_EXERCISE SET:_
a. In the Nigeria passage below, rewrite the paragraph beginning "My school has no teacher" as a short bulleted list that keeps its main facts.
b. Answer these questions from the Nigeria passage below:
(i) How much is spent to import milk?
(ii) How many youths have no jobs?
(iii) With how many others does the speaker live in a single room?

_GIVEN PASSAGE:_
As publicly published on Facebook.
I am Nigeria. I have millions of acres of arable land and billions of cubic litres of water, but I cannot feed myself. So I spend $1 billion to import rice and another $2billion to import milk. I produce rice, but don’t eat it. I have 60 million cattle but no milk. I am hungry, please re-brand me.
I drive the latest cars in the world but have no roads. I lose family and friends everyday on roads for which funds have been looted. I lose my young, my old, and my most brainy and productive people to the potholes, craters and crevasses they travel on every day. I am in permanent mourning, please re-brand me.
My school has no teacher and my classroom has no roof. I take lecture notes through the window and live with 15 others in a single room. All my professors have gone abroad, and the rest are awaiting visas. I am a university graduate, but I am illiterate. I want a future, please re-brand me.
Malaria, typhoid and many other preventable diseases send me to hospitals which have no doctors, no medic ines and no power. So my wife gives birth with candlelight and surgery is performed by quacks. All the nurses have gone abroad and the rest are waiting to go also. I have the highest maternal and infant mortality rates in the world and future generations are dying before me. I am hopeless, hapless and helpless, please re-brand me.
I wanted change so I stood all day long to cast my vote. But even before I could vote, the results had been announced. When I dared to speak out, silence was enthroned by bullets. My rulers are my oppressors, and my policemen are my terrors. I am ruled by men in mufti, but I am not a democracy. I have no verve, no vote, and no voice, please re-brand me.
I have 50 million youths with no jobs, no present and no future. So my sons in the North have become street urchins and his brothers in the South have become militants. My nephews die of thirst in the Sahara and his cousins drown in the waters of the Mediterranean . My daughters walk the streets of Lagos , Abuja and Port Harcourt , while her sisters parade the streets of Rome and Amsterdam . I am inconsolable, please re-brand me…
My people cannot sleep at night and cannot relax by day. They cannot use ATM machines, nor use checks. My children sleep through staccato of AK 47s see through the mist of tear gas. The leaders have looted everything on the ground and below. T hey walk the land with haughty strides and fly the skies with private jets. They have stolen the future of generations yet unborn and have money they cannot spend in several lifetimes, but their brothers die of hunger. I want justice, please re-brand me.

Referring-expression pointing data:

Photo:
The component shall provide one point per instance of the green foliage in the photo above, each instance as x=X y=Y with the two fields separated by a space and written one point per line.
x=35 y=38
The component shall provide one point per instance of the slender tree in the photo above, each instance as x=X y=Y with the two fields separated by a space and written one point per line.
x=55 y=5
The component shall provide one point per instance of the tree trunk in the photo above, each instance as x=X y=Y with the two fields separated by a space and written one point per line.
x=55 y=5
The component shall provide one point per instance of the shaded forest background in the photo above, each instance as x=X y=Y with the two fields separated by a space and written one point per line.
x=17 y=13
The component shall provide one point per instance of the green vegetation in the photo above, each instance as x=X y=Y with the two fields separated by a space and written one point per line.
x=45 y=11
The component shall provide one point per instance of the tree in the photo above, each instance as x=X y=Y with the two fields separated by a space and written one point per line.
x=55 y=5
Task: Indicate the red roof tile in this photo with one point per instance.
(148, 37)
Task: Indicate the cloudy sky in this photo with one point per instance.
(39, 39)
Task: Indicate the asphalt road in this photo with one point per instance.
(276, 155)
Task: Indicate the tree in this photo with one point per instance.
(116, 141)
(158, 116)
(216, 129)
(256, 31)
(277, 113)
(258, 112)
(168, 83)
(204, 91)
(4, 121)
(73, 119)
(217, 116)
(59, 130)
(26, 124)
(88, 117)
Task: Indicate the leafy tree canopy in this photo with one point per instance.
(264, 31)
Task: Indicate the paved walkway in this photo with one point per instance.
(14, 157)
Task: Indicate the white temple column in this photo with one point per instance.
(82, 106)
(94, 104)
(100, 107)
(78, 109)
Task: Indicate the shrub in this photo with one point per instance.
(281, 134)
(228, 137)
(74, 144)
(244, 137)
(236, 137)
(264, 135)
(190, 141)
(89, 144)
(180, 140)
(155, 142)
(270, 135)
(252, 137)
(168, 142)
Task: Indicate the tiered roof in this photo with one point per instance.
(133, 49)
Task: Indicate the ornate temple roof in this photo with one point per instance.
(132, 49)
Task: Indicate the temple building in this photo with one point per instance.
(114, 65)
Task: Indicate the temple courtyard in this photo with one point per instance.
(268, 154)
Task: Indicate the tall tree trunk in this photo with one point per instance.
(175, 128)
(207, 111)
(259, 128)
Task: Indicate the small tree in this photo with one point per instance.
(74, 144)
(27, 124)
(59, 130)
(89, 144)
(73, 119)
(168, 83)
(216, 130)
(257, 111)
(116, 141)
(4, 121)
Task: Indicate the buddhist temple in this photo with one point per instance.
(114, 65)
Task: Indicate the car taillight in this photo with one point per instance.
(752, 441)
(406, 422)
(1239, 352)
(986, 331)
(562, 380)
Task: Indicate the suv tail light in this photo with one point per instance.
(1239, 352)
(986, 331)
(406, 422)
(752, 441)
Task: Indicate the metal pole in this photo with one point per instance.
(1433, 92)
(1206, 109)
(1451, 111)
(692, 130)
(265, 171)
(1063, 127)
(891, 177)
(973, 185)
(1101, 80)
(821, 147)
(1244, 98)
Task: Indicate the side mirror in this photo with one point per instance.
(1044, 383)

_RESPONSE LIST:_
a.
- The school has no teacher, and the classroom has no roof.
- Lecture notes are taken through the window.
- The speaker lives with 15 others in a single room.
- All the professors have gone abroad, and the rest are awaiting visas.
- The speaker is a university graduate but illiterate.
- The speaker wants a future and asks to be re-branded.

b.
(i) $2 billion
(ii) 50 million
(iii) 15